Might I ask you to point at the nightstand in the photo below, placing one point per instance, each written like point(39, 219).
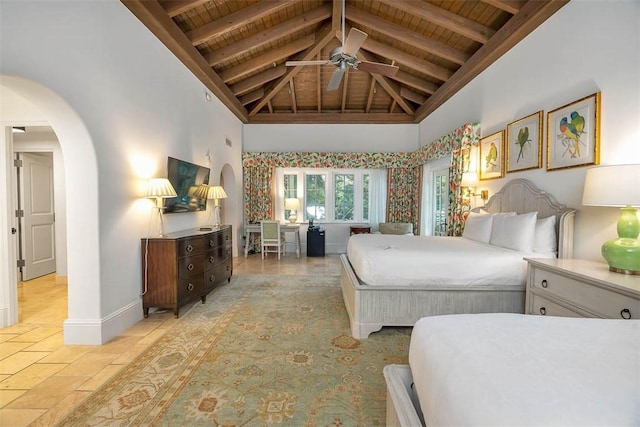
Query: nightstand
point(580, 288)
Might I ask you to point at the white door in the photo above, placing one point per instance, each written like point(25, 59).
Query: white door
point(37, 235)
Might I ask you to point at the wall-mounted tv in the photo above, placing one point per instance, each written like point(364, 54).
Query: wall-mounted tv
point(187, 179)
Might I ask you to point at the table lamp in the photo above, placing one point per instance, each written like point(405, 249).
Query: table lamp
point(160, 188)
point(216, 193)
point(292, 205)
point(618, 186)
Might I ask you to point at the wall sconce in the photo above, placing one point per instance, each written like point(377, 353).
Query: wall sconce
point(617, 186)
point(292, 205)
point(216, 193)
point(160, 188)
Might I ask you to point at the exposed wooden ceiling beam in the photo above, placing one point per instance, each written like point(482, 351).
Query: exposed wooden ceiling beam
point(155, 18)
point(236, 20)
point(410, 61)
point(323, 38)
point(176, 7)
point(268, 58)
point(415, 82)
point(276, 32)
point(411, 95)
point(252, 96)
point(444, 18)
point(258, 80)
point(528, 19)
point(405, 35)
point(304, 117)
point(511, 6)
point(384, 83)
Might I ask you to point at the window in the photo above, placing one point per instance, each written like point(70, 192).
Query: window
point(335, 195)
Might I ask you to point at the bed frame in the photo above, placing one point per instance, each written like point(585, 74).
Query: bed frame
point(370, 308)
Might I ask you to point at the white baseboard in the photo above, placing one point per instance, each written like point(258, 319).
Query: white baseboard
point(101, 331)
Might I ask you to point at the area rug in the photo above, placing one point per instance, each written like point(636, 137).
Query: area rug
point(263, 350)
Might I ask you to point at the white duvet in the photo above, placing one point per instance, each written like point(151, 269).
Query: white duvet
point(389, 260)
point(524, 370)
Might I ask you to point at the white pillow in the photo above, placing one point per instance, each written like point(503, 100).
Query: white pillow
point(545, 237)
point(515, 232)
point(478, 227)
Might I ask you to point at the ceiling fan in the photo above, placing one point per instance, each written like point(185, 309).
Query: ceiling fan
point(345, 57)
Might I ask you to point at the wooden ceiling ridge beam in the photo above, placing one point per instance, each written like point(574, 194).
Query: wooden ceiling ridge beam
point(444, 18)
point(258, 80)
point(323, 37)
point(155, 18)
point(276, 32)
point(410, 61)
point(384, 83)
point(517, 28)
point(177, 7)
point(236, 20)
point(268, 58)
point(405, 35)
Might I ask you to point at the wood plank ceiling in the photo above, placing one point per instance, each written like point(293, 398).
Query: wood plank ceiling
point(238, 49)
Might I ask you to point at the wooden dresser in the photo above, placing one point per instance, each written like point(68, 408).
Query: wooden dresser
point(180, 267)
point(580, 288)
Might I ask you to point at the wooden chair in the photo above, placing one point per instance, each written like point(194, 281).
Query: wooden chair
point(272, 239)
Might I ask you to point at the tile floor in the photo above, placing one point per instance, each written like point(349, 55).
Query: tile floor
point(41, 379)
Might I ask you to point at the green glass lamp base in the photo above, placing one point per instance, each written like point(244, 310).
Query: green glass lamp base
point(622, 255)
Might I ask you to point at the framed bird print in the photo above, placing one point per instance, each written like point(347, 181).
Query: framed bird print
point(492, 156)
point(573, 134)
point(524, 143)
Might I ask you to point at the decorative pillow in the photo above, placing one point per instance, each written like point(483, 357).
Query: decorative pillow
point(478, 227)
point(545, 238)
point(515, 232)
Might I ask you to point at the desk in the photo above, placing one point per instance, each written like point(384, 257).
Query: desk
point(284, 227)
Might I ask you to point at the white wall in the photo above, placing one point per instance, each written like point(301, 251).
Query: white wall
point(137, 105)
point(331, 138)
point(587, 46)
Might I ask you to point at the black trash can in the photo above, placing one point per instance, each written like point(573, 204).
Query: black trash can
point(315, 241)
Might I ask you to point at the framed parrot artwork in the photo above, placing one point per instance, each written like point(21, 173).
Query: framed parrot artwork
point(492, 156)
point(524, 143)
point(573, 134)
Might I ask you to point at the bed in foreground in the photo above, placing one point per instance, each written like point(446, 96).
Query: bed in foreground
point(394, 302)
point(511, 369)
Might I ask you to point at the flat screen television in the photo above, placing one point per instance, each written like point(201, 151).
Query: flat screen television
point(187, 179)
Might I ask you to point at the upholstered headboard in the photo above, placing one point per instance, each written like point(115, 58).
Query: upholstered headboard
point(521, 196)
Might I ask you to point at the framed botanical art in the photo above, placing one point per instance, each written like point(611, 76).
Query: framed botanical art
point(492, 156)
point(573, 134)
point(524, 143)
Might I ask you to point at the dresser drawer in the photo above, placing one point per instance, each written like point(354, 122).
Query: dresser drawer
point(545, 307)
point(600, 301)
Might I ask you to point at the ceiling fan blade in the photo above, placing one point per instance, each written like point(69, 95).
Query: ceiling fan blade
point(353, 42)
point(336, 78)
point(294, 63)
point(377, 68)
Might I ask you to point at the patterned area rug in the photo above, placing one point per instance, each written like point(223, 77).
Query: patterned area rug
point(263, 350)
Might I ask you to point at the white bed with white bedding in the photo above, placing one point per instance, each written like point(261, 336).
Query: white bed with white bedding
point(510, 369)
point(392, 280)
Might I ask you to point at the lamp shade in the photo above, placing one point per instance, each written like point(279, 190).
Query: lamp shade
point(617, 185)
point(292, 204)
point(216, 192)
point(160, 187)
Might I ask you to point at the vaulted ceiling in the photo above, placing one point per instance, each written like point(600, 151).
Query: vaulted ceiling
point(239, 49)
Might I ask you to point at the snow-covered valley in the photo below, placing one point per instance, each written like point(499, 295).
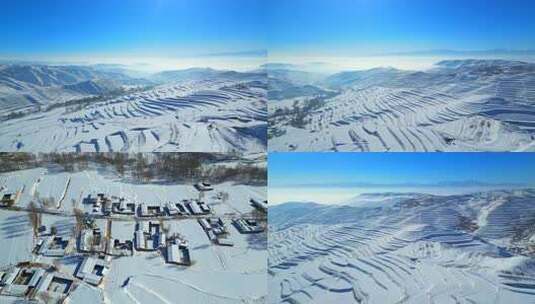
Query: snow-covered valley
point(405, 248)
point(190, 110)
point(459, 105)
point(158, 241)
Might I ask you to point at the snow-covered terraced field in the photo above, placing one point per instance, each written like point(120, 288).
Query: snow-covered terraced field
point(217, 274)
point(202, 115)
point(428, 249)
point(459, 106)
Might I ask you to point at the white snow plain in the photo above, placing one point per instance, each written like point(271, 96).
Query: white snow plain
point(218, 274)
point(460, 105)
point(417, 248)
point(221, 112)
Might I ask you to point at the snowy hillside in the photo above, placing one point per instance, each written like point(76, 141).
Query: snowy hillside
point(411, 248)
point(460, 105)
point(193, 110)
point(25, 87)
point(54, 224)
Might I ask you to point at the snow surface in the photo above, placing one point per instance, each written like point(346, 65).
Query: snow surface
point(218, 274)
point(461, 105)
point(415, 249)
point(207, 115)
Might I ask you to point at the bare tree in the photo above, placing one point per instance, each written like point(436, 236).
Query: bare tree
point(35, 217)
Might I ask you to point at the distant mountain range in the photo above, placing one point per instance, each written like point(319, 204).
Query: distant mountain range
point(25, 86)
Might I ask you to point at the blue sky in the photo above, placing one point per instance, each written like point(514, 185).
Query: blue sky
point(36, 29)
point(351, 27)
point(324, 169)
point(331, 178)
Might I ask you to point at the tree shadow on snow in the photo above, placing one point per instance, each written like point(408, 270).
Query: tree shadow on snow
point(15, 226)
point(257, 241)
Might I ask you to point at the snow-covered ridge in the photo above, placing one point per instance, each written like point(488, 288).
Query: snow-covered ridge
point(197, 110)
point(461, 105)
point(474, 248)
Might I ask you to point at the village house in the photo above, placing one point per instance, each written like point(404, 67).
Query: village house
point(216, 231)
point(20, 281)
point(121, 206)
point(91, 240)
point(53, 245)
point(197, 207)
point(92, 270)
point(178, 253)
point(203, 186)
point(33, 281)
point(172, 209)
point(150, 210)
point(149, 238)
point(247, 226)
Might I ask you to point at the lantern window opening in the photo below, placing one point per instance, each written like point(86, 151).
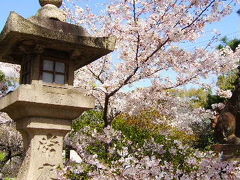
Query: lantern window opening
point(26, 70)
point(53, 71)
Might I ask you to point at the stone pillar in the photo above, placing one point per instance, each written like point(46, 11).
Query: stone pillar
point(43, 114)
point(43, 146)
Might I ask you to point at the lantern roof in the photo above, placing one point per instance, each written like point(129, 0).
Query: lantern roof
point(47, 30)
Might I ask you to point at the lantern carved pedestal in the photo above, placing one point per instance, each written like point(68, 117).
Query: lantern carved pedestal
point(49, 50)
point(43, 114)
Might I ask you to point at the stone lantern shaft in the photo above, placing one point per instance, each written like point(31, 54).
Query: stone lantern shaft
point(49, 50)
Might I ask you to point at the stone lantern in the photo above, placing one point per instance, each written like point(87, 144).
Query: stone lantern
point(49, 50)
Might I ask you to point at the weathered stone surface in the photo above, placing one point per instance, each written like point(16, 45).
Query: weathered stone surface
point(45, 100)
point(57, 3)
point(52, 12)
point(51, 34)
point(43, 114)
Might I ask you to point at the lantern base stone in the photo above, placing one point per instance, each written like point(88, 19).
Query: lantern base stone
point(43, 114)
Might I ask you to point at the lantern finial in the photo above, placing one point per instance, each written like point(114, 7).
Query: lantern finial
point(57, 3)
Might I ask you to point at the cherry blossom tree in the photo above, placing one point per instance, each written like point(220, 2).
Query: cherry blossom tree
point(149, 36)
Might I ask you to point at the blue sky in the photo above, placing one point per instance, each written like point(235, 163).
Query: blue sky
point(229, 26)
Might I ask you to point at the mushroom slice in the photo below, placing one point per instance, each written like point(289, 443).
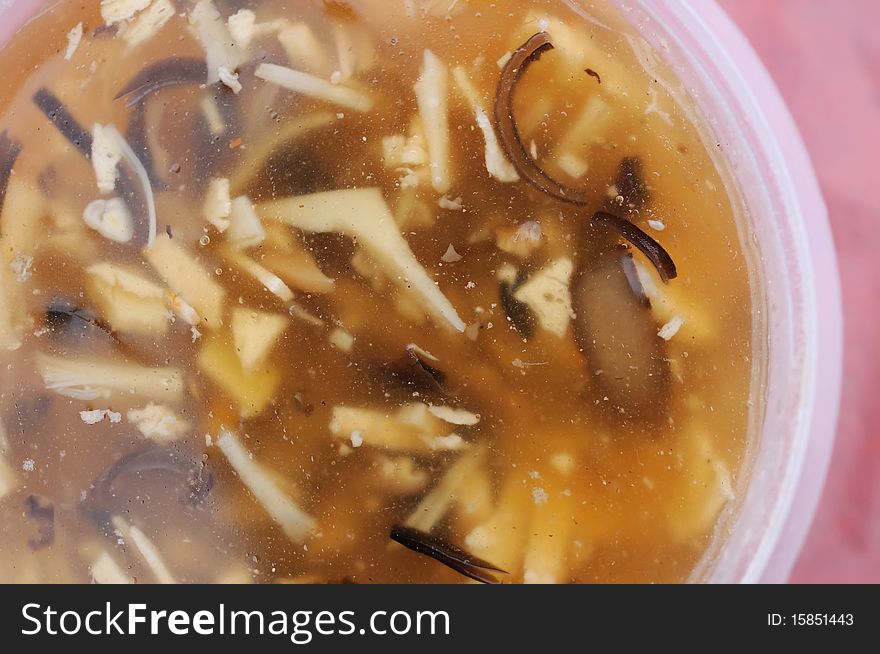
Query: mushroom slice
point(615, 330)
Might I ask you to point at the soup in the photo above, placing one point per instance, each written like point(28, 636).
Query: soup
point(361, 291)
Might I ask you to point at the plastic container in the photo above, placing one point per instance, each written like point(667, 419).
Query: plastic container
point(799, 333)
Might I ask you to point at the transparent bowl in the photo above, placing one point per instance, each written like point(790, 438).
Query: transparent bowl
point(784, 223)
point(799, 328)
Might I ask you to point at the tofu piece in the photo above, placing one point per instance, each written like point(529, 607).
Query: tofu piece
point(115, 11)
point(704, 488)
point(497, 163)
point(251, 391)
point(212, 32)
point(363, 214)
point(148, 23)
point(305, 51)
point(183, 273)
point(434, 506)
point(294, 522)
point(547, 294)
point(315, 87)
point(432, 96)
point(160, 423)
point(104, 570)
point(549, 540)
point(218, 204)
point(412, 428)
point(90, 379)
point(255, 334)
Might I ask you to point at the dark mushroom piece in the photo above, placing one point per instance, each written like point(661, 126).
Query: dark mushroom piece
point(137, 138)
point(446, 553)
point(655, 252)
point(42, 511)
point(630, 183)
point(519, 313)
point(615, 330)
point(63, 318)
point(9, 151)
point(413, 370)
point(508, 135)
point(195, 480)
point(81, 139)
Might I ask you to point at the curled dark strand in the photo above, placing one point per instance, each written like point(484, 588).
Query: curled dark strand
point(508, 133)
point(172, 71)
point(446, 553)
point(64, 121)
point(9, 151)
point(655, 252)
point(81, 139)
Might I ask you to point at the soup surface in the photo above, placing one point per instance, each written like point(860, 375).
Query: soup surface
point(284, 282)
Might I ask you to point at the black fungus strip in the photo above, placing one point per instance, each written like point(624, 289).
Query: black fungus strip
point(9, 151)
point(60, 315)
point(655, 252)
point(415, 372)
point(446, 553)
point(508, 133)
point(42, 512)
point(173, 71)
point(57, 113)
point(519, 313)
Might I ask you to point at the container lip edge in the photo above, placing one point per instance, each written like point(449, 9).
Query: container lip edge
point(823, 319)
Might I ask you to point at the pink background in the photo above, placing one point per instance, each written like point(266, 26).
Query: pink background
point(825, 58)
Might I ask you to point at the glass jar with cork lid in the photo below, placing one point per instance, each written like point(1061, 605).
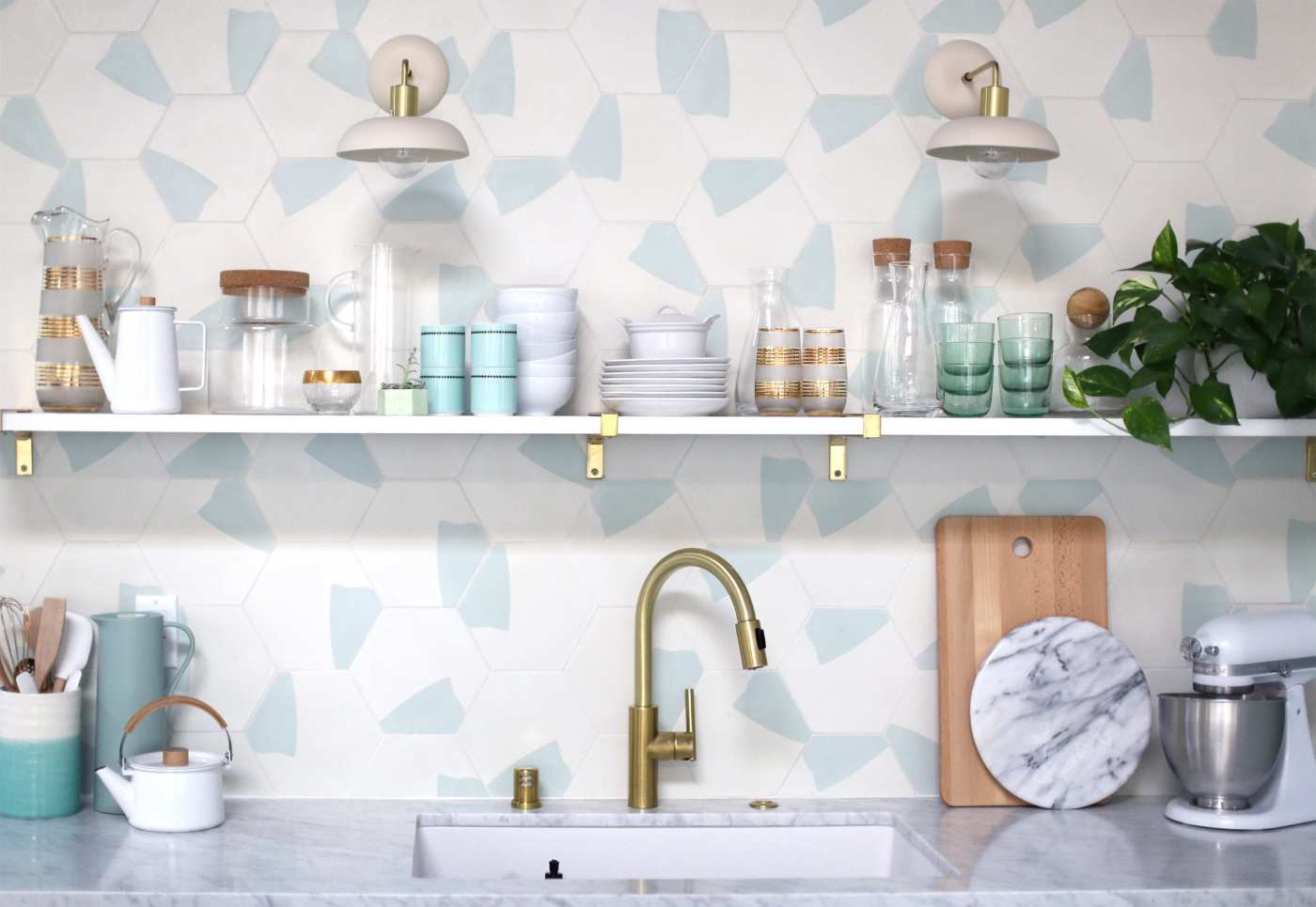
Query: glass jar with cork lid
point(263, 342)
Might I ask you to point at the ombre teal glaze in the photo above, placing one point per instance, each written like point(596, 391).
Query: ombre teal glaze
point(39, 778)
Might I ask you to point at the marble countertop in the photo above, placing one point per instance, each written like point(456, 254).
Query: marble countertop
point(359, 853)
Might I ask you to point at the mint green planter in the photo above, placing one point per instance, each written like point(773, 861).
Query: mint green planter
point(405, 401)
point(39, 755)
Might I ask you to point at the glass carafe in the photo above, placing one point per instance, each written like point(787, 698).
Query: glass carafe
point(905, 348)
point(75, 258)
point(381, 322)
point(773, 311)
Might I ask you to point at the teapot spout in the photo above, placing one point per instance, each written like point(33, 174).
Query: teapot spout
point(101, 357)
point(118, 788)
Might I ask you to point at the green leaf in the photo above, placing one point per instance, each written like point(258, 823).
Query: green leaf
point(1134, 292)
point(1165, 342)
point(1073, 393)
point(1217, 273)
point(1104, 342)
point(1214, 401)
point(1147, 421)
point(1148, 375)
point(1165, 250)
point(1103, 381)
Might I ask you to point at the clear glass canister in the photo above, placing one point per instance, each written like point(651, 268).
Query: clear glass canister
point(262, 344)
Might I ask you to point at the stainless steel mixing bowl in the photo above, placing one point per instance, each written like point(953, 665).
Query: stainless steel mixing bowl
point(1221, 748)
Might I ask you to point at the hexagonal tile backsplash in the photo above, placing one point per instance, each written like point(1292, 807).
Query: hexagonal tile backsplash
point(414, 617)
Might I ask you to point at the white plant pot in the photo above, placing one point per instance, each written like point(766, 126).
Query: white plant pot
point(1252, 393)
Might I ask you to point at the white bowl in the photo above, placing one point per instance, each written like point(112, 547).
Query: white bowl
point(546, 368)
point(535, 349)
point(542, 397)
point(549, 322)
point(568, 358)
point(513, 301)
point(668, 344)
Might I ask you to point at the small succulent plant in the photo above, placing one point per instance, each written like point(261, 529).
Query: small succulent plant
point(410, 374)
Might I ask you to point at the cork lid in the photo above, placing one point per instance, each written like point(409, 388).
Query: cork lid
point(1088, 308)
point(951, 253)
point(891, 249)
point(290, 283)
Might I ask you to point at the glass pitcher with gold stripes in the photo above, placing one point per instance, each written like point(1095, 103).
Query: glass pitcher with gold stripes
point(75, 261)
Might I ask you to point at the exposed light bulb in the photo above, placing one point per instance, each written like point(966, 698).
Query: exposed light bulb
point(400, 162)
point(993, 162)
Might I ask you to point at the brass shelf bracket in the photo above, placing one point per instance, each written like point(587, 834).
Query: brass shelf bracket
point(22, 447)
point(836, 459)
point(594, 467)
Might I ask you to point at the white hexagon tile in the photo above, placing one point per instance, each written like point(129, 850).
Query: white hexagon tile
point(405, 617)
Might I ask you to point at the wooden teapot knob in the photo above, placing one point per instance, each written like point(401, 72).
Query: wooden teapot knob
point(1088, 308)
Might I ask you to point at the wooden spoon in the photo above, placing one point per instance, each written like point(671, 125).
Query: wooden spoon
point(48, 640)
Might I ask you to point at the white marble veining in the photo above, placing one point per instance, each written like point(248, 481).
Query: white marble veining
point(358, 853)
point(1061, 712)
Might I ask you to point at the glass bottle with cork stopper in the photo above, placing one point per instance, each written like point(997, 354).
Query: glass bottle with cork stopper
point(1086, 312)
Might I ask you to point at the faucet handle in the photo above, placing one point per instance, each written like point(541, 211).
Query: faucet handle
point(686, 742)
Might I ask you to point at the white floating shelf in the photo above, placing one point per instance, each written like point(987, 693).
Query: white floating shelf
point(585, 426)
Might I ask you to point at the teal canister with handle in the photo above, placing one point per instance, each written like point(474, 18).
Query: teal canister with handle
point(129, 674)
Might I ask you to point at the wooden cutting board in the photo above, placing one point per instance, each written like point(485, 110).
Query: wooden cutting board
point(984, 590)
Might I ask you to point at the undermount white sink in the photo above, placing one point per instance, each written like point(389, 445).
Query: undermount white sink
point(634, 851)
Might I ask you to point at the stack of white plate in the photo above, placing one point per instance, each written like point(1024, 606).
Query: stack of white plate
point(546, 321)
point(665, 387)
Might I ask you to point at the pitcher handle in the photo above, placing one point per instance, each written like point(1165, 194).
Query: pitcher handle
point(187, 658)
point(112, 305)
point(333, 285)
point(206, 357)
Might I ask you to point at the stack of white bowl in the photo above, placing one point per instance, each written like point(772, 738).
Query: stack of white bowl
point(546, 321)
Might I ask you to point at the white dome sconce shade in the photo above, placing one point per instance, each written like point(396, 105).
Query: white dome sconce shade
point(980, 129)
point(408, 78)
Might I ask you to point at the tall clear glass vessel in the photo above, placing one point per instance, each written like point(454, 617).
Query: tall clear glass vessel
point(905, 374)
point(773, 312)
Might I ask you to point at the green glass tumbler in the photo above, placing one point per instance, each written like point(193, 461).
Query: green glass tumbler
point(971, 401)
point(964, 377)
point(1026, 324)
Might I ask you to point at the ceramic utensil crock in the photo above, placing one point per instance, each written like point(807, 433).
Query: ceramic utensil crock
point(173, 790)
point(39, 755)
point(141, 377)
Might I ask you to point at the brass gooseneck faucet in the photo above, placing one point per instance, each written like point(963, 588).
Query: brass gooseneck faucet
point(648, 744)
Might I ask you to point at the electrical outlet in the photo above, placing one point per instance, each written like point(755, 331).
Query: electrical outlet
point(167, 605)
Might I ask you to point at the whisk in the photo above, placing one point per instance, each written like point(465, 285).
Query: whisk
point(13, 641)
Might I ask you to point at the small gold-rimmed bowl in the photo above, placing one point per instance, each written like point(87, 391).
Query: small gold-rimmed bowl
point(332, 391)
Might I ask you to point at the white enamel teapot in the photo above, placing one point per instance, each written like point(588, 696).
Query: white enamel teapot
point(173, 790)
point(142, 374)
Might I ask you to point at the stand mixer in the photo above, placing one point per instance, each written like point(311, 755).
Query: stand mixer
point(1241, 743)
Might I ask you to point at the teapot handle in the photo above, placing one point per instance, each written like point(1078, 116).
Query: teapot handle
point(112, 305)
point(206, 357)
point(162, 703)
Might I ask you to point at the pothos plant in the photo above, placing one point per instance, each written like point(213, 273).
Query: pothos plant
point(1253, 298)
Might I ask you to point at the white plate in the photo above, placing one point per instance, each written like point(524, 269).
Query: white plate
point(697, 361)
point(665, 395)
point(664, 382)
point(644, 407)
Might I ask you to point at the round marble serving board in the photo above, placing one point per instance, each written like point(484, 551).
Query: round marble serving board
point(1061, 712)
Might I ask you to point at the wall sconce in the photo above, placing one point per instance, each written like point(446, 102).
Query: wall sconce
point(408, 78)
point(980, 129)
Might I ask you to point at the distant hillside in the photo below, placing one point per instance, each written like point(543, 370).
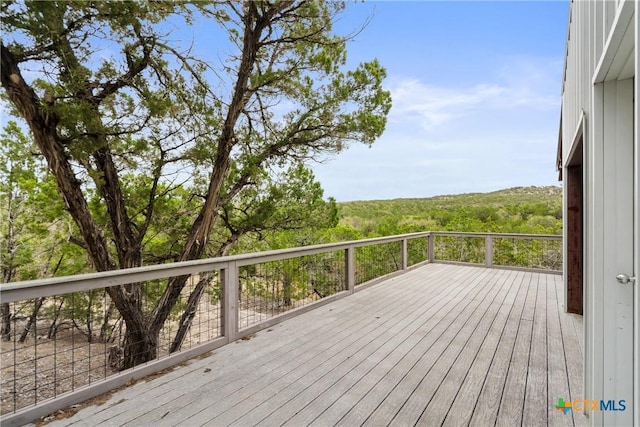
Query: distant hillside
point(518, 209)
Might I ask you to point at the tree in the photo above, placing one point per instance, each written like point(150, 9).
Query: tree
point(110, 98)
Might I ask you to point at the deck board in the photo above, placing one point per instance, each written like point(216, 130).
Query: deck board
point(441, 344)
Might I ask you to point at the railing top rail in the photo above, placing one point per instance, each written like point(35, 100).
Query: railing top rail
point(61, 285)
point(16, 291)
point(499, 235)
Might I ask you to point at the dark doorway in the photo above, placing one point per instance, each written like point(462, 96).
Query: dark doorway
point(575, 256)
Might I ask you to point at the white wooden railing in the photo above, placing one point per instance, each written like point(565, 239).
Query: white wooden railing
point(245, 293)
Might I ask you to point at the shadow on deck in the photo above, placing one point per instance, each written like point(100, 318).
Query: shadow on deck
point(442, 344)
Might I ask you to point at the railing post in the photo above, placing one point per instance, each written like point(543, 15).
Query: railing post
point(230, 301)
point(488, 250)
point(349, 269)
point(432, 247)
point(404, 256)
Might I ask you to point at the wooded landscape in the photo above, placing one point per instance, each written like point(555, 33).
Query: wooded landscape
point(129, 150)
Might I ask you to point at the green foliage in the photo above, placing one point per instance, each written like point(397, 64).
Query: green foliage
point(529, 210)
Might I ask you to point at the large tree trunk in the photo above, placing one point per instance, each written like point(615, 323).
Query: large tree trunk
point(6, 322)
point(190, 312)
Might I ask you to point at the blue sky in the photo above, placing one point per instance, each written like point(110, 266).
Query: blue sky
point(476, 98)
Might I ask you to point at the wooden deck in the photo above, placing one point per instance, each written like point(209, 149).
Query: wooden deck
point(440, 345)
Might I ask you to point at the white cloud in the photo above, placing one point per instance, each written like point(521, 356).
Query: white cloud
point(522, 83)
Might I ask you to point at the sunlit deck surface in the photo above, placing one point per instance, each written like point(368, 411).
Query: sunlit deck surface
point(441, 344)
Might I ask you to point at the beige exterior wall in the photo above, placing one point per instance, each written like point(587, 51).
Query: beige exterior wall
point(598, 96)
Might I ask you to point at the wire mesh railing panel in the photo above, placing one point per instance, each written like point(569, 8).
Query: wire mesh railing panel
point(53, 345)
point(374, 261)
point(460, 249)
point(545, 254)
point(417, 250)
point(272, 288)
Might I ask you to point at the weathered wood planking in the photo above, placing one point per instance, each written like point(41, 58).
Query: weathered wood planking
point(442, 344)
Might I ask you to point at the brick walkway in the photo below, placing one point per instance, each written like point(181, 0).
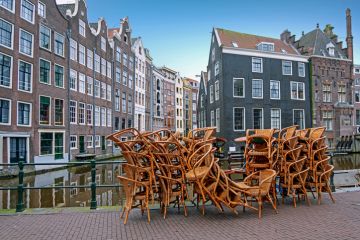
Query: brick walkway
point(326, 221)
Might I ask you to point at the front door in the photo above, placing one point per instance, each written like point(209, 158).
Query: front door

--------

TASK DIRECTIONS. Scan the data for the string "front" and copy each line in which it occurs.

ANSWER BELOW.
Might I ask you to point at the front door in the photo above, placing one point per instance, each written like point(209, 158).
Query: front door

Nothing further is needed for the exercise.